From the records below, return word for word the part that opens with the line containing "foliage with a bounding box? I'd be grateful." and closes with the line containing "[21,0,117,96]", including both of those lines.

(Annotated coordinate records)
════════
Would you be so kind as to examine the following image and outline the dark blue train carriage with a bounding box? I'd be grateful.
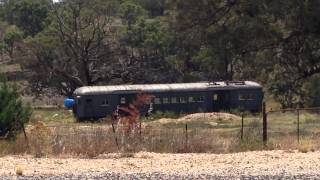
[66,81,263,120]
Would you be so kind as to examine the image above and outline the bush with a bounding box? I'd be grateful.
[0,77,32,138]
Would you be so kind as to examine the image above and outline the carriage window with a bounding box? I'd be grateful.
[154,98,161,104]
[120,97,126,104]
[180,97,187,103]
[86,99,92,104]
[171,97,178,104]
[194,96,204,102]
[162,97,170,104]
[239,94,256,101]
[213,94,218,101]
[101,99,109,106]
[188,96,195,103]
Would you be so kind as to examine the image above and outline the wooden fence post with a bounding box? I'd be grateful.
[240,113,244,140]
[297,108,300,144]
[262,102,268,145]
[185,124,188,151]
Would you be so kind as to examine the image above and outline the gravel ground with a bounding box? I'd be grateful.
[0,151,320,179]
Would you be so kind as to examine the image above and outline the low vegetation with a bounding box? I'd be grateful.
[0,110,320,158]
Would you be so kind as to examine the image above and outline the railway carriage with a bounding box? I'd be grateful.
[67,81,263,120]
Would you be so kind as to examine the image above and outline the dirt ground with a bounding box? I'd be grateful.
[0,151,320,179]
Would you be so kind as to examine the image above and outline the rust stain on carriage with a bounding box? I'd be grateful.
[112,93,155,134]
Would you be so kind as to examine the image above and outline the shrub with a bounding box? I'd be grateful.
[0,78,32,138]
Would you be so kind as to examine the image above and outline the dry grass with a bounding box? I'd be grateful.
[0,109,320,158]
[16,166,23,176]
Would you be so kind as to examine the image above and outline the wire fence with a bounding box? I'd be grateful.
[0,108,320,156]
[267,108,320,149]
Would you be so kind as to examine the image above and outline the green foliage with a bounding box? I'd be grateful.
[0,0,320,107]
[0,76,32,138]
[119,0,146,29]
[3,27,23,57]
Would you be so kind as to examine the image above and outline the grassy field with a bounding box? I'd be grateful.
[0,64,320,157]
[0,109,320,157]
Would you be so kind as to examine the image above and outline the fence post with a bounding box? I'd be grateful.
[262,102,268,145]
[297,108,300,144]
[240,113,244,140]
[185,124,188,151]
[111,121,119,150]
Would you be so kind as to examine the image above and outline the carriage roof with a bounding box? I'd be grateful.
[74,81,261,95]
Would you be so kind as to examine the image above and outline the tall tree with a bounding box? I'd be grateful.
[21,0,117,96]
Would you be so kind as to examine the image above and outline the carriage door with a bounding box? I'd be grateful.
[84,98,94,117]
[212,91,230,112]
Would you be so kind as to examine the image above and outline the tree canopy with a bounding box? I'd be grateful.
════════
◆ Answer in full ◆
Would you be so kind as to examine the image above and outline the green foliage with a bounding box? I'd be grateful.
[0,0,320,107]
[0,76,32,138]
[119,0,146,29]
[3,27,23,57]
Would you be so kind as to examine the image above and outline the grassy field with a bounding box? I'd be grateful.
[0,64,320,157]
[0,109,320,157]
Would you be so kind as to examine the image above and outline the fence post with a bounding box? I'd be grateful.
[262,102,268,145]
[297,108,300,144]
[240,113,244,140]
[185,124,188,151]
[111,121,119,150]
Would you be so kind as to examine the image above and outline the carriage roof with a bounding box? I'd be grateful.
[74,81,261,95]
Would you be so kind as to examine the image above and outline the tall tree with a bounding box? I'd be grateful.
[21,0,117,96]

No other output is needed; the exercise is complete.